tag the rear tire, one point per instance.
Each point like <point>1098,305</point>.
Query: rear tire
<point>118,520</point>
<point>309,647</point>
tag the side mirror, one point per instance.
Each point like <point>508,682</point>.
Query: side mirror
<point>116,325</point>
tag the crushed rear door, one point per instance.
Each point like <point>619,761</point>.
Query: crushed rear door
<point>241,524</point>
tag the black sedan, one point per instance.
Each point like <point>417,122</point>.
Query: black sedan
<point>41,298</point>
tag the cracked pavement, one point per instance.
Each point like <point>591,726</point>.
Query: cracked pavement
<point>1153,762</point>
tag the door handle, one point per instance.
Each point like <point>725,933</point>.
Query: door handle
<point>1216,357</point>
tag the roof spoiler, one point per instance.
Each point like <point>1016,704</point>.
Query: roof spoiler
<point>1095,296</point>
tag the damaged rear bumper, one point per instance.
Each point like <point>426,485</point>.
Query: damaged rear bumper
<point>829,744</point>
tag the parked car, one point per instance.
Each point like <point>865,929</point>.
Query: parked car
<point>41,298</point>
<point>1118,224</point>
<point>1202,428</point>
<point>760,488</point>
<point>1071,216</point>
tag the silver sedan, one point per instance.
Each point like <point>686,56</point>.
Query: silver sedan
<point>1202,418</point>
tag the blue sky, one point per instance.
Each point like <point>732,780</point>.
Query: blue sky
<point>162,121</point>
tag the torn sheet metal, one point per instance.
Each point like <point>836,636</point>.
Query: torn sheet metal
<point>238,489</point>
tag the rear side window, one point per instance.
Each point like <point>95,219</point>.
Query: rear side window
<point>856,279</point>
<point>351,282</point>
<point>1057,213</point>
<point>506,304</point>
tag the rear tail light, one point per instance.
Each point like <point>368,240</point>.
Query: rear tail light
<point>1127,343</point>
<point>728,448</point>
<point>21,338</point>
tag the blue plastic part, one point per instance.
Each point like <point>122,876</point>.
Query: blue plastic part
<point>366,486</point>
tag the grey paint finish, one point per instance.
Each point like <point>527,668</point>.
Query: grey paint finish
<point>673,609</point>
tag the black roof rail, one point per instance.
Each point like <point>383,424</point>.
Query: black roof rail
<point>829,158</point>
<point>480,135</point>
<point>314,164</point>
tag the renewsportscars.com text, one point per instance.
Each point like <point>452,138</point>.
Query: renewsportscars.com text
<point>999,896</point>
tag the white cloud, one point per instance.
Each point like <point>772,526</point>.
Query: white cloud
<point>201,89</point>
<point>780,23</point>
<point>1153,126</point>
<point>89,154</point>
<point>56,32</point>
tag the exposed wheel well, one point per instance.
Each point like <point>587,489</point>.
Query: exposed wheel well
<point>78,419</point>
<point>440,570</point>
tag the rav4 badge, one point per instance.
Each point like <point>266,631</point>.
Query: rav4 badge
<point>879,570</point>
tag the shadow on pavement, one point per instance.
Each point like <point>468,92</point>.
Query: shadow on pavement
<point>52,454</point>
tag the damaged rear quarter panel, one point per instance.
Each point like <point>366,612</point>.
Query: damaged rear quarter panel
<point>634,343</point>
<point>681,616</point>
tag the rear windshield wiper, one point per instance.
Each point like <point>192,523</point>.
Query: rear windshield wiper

____________________

Take the line containing "Each point like <point>366,612</point>." as the start and the last line of the data as the end, and reproduce that range exactly.

Each point like <point>366,612</point>.
Query: damaged rear quarter panel
<point>634,343</point>
<point>681,616</point>
tag the rear windshield wiper, one point per instance.
Each point like <point>192,523</point>.
Query: rear windshield wiper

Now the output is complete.